**TASK DETAILS**
Please copy everything from the start of the records down through the line containing "x=590 y=318", replacing "instance" with "occurrence" and keeping the rest unchanged. Leave the pictures out of your answer.

**Extracted records**
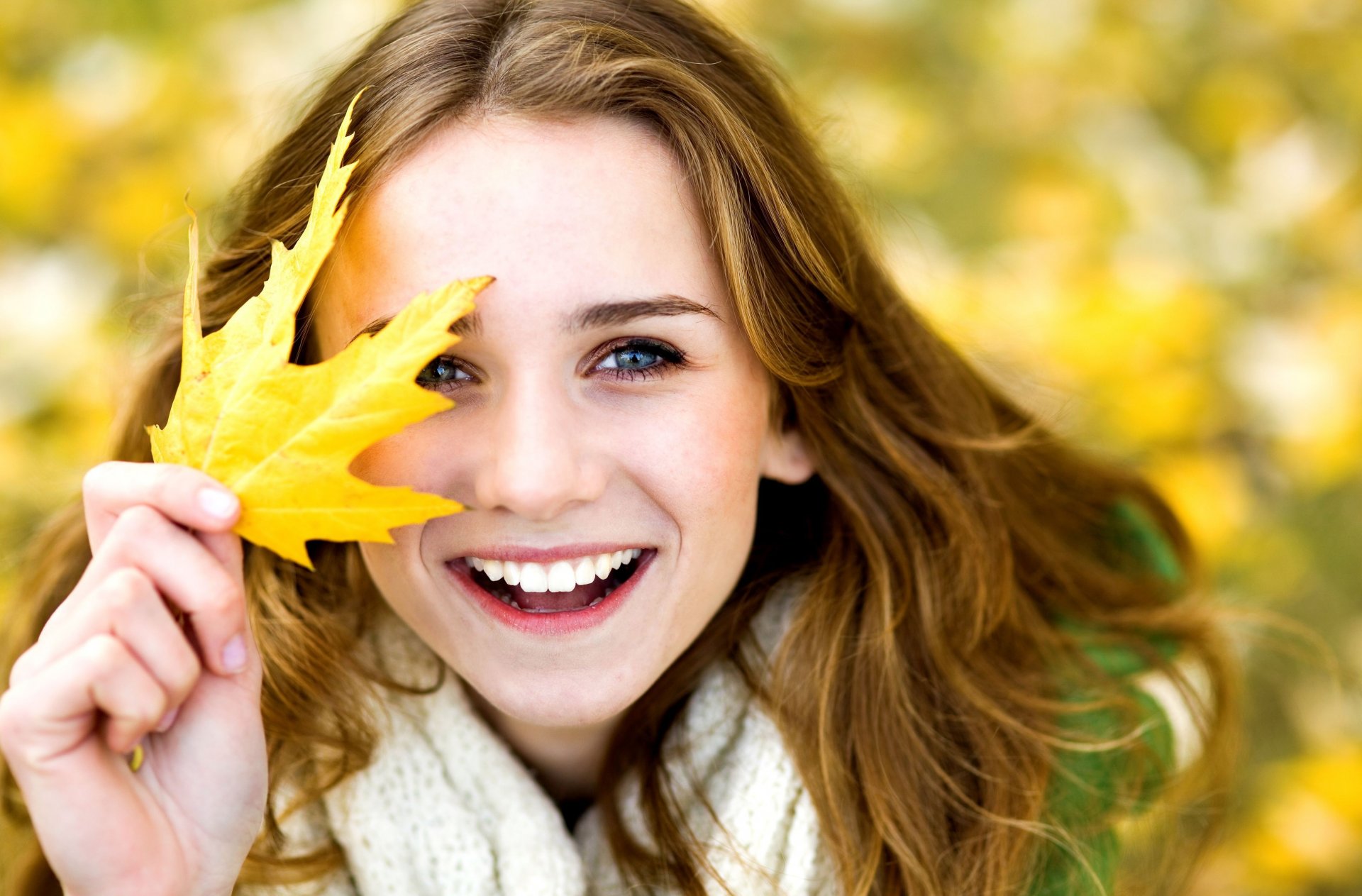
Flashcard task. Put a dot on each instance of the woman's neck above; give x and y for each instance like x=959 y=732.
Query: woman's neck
x=565 y=761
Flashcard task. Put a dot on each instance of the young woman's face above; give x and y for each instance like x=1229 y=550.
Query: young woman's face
x=607 y=401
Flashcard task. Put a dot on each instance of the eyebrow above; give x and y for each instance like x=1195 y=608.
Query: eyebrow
x=590 y=318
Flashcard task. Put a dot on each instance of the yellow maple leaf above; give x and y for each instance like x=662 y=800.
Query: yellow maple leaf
x=281 y=435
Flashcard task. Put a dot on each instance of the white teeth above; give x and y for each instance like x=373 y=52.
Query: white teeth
x=533 y=577
x=563 y=575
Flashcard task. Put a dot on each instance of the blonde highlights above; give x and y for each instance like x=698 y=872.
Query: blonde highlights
x=946 y=534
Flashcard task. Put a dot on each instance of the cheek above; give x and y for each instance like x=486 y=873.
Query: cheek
x=392 y=462
x=704 y=453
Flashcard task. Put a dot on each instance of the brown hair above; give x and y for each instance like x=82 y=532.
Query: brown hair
x=947 y=533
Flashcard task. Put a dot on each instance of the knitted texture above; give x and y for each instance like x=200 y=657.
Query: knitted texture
x=447 y=808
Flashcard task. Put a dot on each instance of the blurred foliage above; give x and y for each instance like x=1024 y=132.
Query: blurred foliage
x=1144 y=217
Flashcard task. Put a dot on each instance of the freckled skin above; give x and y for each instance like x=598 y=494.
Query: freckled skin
x=544 y=447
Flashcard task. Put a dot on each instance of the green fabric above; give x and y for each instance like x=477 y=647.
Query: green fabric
x=1090 y=789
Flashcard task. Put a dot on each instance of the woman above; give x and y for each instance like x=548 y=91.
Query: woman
x=883 y=632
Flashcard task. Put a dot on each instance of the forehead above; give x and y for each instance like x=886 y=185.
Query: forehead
x=562 y=213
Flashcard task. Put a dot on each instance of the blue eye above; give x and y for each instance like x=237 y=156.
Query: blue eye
x=627 y=360
x=641 y=358
x=442 y=368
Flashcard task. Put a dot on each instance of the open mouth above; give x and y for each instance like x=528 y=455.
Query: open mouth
x=556 y=587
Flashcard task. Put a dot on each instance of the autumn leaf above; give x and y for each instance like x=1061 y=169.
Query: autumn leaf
x=282 y=435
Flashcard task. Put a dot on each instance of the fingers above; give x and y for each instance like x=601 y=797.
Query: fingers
x=128 y=608
x=48 y=718
x=183 y=570
x=188 y=496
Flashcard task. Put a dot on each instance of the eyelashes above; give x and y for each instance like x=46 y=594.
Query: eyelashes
x=665 y=360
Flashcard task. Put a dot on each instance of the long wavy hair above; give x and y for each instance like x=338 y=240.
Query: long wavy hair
x=953 y=543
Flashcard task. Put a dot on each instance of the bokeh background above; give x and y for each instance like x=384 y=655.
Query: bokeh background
x=1144 y=217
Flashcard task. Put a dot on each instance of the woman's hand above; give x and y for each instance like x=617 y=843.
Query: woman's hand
x=116 y=663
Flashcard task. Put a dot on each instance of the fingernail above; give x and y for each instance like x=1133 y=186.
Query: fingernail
x=235 y=656
x=218 y=503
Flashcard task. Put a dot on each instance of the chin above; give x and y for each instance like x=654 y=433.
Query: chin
x=558 y=699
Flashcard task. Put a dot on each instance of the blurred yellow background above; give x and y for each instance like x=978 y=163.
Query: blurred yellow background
x=1143 y=217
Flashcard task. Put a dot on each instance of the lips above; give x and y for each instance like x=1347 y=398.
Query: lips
x=541 y=601
x=550 y=621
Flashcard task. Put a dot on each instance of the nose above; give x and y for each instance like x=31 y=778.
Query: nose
x=540 y=460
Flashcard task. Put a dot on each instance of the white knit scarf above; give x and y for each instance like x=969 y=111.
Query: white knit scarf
x=447 y=808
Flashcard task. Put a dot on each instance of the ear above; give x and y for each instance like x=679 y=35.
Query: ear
x=785 y=458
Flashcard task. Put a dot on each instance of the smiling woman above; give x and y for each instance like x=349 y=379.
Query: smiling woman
x=760 y=587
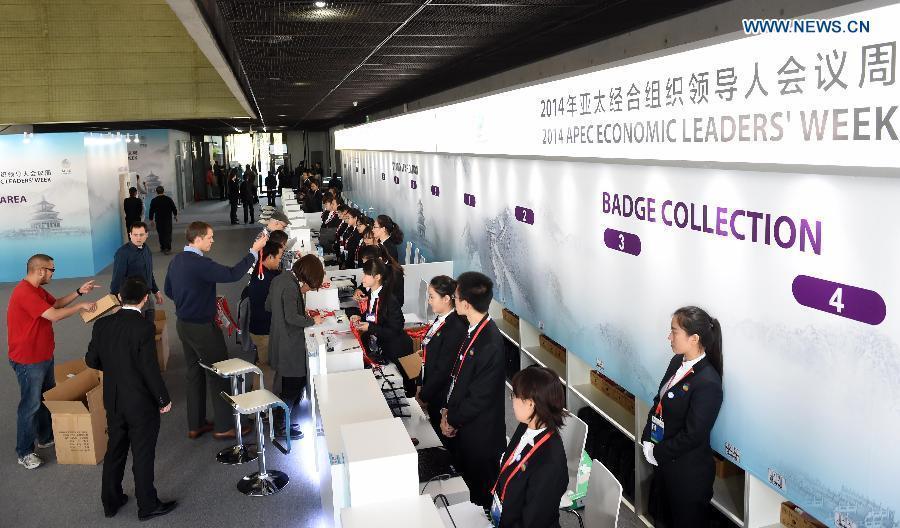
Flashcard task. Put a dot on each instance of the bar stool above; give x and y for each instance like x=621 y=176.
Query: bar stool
x=264 y=482
x=236 y=369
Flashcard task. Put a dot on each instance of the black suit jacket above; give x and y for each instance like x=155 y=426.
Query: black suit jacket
x=122 y=346
x=532 y=496
x=440 y=355
x=162 y=209
x=134 y=208
x=689 y=415
x=392 y=338
x=476 y=407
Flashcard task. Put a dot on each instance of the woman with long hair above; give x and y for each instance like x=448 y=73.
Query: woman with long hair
x=388 y=234
x=676 y=437
x=439 y=348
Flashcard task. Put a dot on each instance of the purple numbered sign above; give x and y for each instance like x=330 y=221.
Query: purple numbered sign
x=622 y=241
x=859 y=304
x=525 y=215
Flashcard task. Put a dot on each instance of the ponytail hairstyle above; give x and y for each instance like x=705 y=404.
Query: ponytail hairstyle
x=395 y=235
x=696 y=321
x=374 y=267
x=444 y=286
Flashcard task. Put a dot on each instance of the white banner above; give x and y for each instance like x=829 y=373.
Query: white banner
x=821 y=98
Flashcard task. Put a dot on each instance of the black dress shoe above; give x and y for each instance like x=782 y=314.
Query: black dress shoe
x=162 y=508
x=113 y=512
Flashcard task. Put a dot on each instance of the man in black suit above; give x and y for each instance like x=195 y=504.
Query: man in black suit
x=162 y=211
x=475 y=413
x=134 y=208
x=122 y=346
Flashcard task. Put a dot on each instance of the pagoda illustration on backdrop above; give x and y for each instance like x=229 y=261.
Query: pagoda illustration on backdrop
x=44 y=221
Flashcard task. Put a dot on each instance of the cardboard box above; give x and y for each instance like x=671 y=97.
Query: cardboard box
x=78 y=415
x=612 y=389
x=556 y=350
x=794 y=517
x=162 y=340
x=724 y=468
x=510 y=318
x=105 y=305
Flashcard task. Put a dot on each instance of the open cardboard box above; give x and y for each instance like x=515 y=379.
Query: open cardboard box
x=162 y=339
x=78 y=415
x=105 y=305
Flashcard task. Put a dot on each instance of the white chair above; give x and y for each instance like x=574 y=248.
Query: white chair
x=601 y=505
x=574 y=436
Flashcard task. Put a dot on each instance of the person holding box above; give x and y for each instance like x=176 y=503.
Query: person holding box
x=30 y=341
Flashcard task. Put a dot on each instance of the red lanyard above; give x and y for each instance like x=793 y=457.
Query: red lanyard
x=510 y=460
x=425 y=345
x=672 y=383
x=465 y=352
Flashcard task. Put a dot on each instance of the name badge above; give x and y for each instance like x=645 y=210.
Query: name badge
x=657 y=429
x=496 y=511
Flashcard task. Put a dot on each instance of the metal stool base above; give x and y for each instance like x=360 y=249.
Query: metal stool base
x=238 y=454
x=256 y=486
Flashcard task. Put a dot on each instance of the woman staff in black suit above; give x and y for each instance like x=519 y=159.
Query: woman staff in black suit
x=676 y=436
x=388 y=234
x=381 y=325
x=530 y=499
x=439 y=348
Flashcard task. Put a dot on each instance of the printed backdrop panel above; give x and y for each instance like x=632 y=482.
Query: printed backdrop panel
x=44 y=204
x=795 y=266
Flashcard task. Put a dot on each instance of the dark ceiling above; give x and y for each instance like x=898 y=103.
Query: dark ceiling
x=303 y=66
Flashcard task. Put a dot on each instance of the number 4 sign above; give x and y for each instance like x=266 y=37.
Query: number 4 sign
x=843 y=300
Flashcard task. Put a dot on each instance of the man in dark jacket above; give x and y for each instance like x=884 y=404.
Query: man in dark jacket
x=248 y=195
x=134 y=260
x=234 y=194
x=162 y=211
x=191 y=283
x=134 y=208
x=475 y=412
x=122 y=346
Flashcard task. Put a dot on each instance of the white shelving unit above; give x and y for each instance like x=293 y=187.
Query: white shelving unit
x=743 y=499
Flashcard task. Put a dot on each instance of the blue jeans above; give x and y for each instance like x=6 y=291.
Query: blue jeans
x=33 y=419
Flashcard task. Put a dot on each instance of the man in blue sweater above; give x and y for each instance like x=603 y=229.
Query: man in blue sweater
x=191 y=283
x=134 y=260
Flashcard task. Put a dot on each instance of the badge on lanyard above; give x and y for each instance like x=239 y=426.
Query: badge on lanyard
x=657 y=429
x=496 y=510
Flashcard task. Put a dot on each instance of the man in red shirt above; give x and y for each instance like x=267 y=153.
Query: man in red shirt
x=29 y=325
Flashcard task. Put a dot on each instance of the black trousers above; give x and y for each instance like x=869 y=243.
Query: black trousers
x=165 y=236
x=478 y=464
x=204 y=342
x=233 y=204
x=139 y=431
x=681 y=490
x=292 y=393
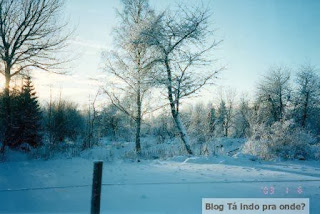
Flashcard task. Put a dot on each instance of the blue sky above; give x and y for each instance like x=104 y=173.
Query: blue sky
x=256 y=34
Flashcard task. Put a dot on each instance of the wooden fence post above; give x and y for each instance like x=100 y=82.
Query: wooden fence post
x=96 y=187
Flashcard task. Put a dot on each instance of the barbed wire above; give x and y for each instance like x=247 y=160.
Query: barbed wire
x=157 y=183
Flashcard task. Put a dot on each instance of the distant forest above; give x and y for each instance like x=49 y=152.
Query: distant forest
x=167 y=51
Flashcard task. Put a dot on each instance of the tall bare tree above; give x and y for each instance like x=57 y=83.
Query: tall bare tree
x=30 y=34
x=183 y=39
x=274 y=92
x=131 y=62
x=308 y=92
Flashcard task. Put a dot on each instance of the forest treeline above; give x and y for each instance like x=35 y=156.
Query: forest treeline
x=281 y=120
x=159 y=60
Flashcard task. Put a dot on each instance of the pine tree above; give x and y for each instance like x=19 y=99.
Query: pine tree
x=30 y=114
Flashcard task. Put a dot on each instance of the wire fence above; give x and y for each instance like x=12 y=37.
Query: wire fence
x=156 y=183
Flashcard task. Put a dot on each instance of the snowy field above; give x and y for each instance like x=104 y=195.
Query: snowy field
x=159 y=186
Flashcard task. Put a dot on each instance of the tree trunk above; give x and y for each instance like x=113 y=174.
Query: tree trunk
x=182 y=132
x=138 y=122
x=305 y=111
x=7 y=110
x=175 y=113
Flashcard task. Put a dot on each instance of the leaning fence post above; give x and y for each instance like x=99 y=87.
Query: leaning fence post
x=96 y=187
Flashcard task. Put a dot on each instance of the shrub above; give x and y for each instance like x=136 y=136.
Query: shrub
x=280 y=140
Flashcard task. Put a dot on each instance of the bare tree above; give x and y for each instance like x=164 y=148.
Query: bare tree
x=308 y=92
x=274 y=92
x=182 y=37
x=130 y=64
x=30 y=34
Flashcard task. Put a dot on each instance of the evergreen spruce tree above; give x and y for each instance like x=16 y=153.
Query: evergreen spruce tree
x=30 y=114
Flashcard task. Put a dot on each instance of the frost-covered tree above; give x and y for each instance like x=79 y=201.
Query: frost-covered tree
x=198 y=126
x=274 y=93
x=30 y=115
x=211 y=120
x=243 y=119
x=130 y=63
x=30 y=34
x=184 y=43
x=307 y=95
x=221 y=118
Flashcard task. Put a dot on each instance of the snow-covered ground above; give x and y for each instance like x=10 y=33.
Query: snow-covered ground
x=175 y=185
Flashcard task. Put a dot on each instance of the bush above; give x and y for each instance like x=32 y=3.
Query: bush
x=281 y=140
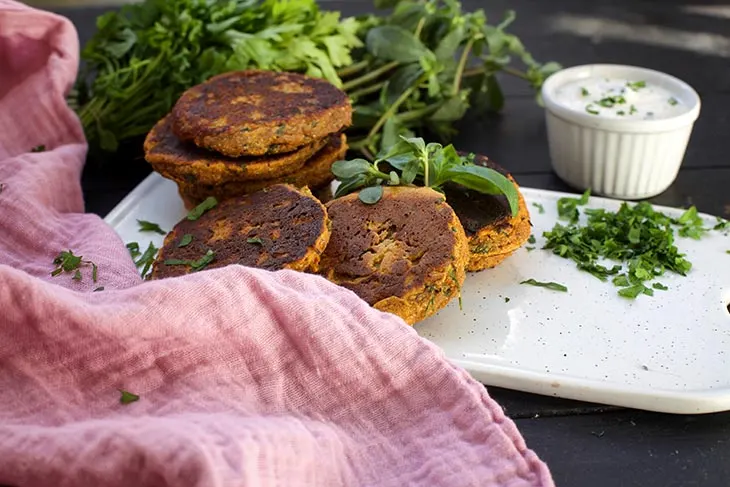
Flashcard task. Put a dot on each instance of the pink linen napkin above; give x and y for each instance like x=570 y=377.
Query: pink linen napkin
x=245 y=377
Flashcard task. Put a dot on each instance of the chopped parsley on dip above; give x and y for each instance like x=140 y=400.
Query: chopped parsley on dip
x=619 y=98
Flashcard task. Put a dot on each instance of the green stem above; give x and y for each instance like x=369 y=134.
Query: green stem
x=416 y=114
x=514 y=72
x=419 y=27
x=472 y=72
x=369 y=77
x=394 y=107
x=352 y=69
x=368 y=90
x=425 y=172
x=460 y=68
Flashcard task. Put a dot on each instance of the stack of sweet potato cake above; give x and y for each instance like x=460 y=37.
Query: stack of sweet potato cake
x=240 y=132
x=247 y=150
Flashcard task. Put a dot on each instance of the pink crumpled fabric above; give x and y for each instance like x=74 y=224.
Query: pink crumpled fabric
x=246 y=378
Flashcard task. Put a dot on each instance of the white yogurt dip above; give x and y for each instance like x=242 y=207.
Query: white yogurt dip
x=620 y=98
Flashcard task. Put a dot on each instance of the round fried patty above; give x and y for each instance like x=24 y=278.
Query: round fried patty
x=494 y=234
x=183 y=161
x=406 y=254
x=315 y=174
x=280 y=227
x=260 y=112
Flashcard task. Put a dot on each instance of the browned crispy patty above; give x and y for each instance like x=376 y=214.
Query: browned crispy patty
x=315 y=174
x=280 y=227
x=257 y=113
x=406 y=254
x=183 y=161
x=494 y=234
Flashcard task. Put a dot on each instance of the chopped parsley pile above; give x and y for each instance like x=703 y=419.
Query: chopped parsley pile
x=639 y=241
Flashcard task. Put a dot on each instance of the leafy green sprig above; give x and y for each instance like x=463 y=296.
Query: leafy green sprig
x=67 y=261
x=425 y=65
x=418 y=69
x=144 y=56
x=430 y=165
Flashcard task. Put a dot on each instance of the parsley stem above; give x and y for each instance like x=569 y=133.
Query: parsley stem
x=370 y=76
x=352 y=69
x=418 y=113
x=394 y=107
x=515 y=72
x=419 y=28
x=366 y=91
x=460 y=68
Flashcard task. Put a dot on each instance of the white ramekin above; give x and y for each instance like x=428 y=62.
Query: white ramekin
x=626 y=159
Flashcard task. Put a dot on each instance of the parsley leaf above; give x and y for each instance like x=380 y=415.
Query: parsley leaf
x=691 y=224
x=430 y=165
x=554 y=286
x=127 y=397
x=185 y=240
x=636 y=85
x=66 y=261
x=145 y=226
x=639 y=239
x=133 y=248
x=196 y=265
x=147 y=259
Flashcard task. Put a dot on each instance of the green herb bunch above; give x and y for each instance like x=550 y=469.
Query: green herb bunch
x=421 y=67
x=425 y=65
x=415 y=162
x=144 y=56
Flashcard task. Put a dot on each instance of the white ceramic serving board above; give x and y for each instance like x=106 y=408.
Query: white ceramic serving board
x=668 y=353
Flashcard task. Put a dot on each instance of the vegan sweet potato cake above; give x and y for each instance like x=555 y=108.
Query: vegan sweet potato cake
x=405 y=254
x=280 y=227
x=255 y=113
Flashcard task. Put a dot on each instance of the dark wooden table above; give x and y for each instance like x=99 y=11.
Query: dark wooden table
x=584 y=444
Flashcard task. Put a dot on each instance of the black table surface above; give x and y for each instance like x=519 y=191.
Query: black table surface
x=583 y=444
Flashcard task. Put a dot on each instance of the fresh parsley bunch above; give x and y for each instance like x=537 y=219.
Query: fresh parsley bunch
x=425 y=65
x=144 y=56
x=414 y=161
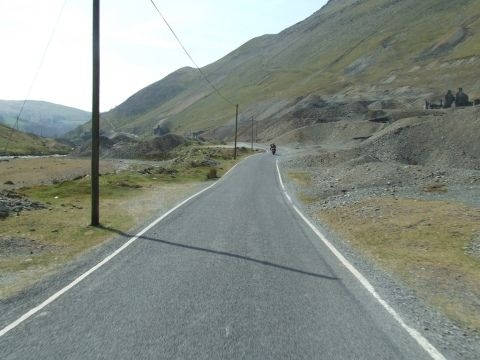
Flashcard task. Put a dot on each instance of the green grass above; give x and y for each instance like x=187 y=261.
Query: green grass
x=20 y=143
x=314 y=60
x=126 y=198
x=421 y=242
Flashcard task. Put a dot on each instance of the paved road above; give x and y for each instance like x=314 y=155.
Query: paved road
x=233 y=274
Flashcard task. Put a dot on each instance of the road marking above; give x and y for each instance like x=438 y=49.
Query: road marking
x=424 y=343
x=59 y=293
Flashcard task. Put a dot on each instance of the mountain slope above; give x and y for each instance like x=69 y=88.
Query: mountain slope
x=42 y=118
x=349 y=50
x=20 y=143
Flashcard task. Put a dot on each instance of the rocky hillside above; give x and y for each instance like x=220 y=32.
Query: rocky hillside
x=20 y=143
x=337 y=63
x=42 y=118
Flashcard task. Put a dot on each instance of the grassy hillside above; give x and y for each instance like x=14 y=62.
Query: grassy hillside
x=42 y=118
x=28 y=144
x=350 y=49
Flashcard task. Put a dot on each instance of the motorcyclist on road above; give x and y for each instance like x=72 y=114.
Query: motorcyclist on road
x=273 y=148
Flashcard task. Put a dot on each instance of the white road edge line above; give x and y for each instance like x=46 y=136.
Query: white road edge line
x=59 y=293
x=424 y=343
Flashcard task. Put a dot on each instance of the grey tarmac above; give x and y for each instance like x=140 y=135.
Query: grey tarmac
x=232 y=274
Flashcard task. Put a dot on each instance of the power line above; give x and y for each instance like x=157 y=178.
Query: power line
x=37 y=72
x=190 y=57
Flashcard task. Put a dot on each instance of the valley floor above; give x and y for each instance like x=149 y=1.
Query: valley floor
x=45 y=205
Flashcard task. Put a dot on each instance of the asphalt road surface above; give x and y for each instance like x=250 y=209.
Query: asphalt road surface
x=232 y=274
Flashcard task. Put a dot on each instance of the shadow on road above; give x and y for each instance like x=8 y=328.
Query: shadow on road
x=223 y=253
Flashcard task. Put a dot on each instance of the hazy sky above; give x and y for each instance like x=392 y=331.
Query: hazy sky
x=137 y=48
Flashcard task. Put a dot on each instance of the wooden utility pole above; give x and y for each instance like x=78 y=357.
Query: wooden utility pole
x=95 y=221
x=236 y=130
x=252 y=133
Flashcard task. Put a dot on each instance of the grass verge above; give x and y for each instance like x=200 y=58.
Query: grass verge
x=424 y=244
x=37 y=243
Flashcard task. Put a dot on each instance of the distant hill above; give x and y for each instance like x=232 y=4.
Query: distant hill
x=385 y=51
x=28 y=144
x=42 y=118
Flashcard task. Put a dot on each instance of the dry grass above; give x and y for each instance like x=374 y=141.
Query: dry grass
x=62 y=232
x=302 y=178
x=423 y=243
x=436 y=188
x=35 y=171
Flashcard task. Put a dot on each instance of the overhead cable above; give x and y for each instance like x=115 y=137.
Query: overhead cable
x=190 y=57
x=37 y=72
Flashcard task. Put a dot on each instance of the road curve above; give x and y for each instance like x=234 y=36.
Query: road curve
x=232 y=274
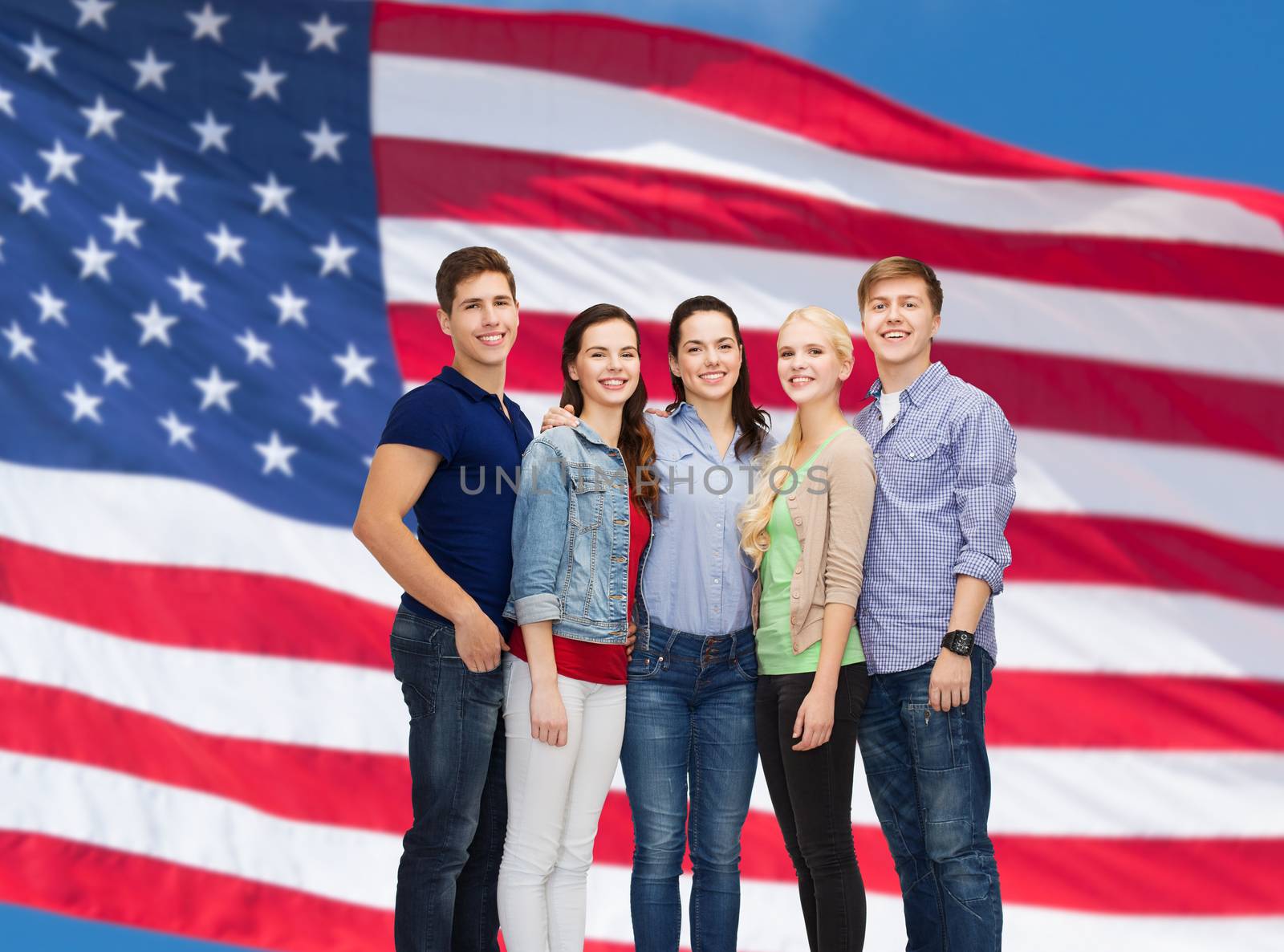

**THE OUTPUT**
Flashcard task. Put a dot on each occurrence of the woman's neck above; give x and y for each occurrence like x=959 y=732.
Query: woman's neck
x=565 y=761
Flashcard task. Put a dot on each occurrence of the young woman's face above; give x and y for each occurrence like x=1229 y=550.
Query: young woman's face
x=607 y=401
Flashcard task. Put a dot on each occurrence of the eyebrow above; give x and y for each occurrence like x=1195 y=608.
Query: eyebrow
x=590 y=318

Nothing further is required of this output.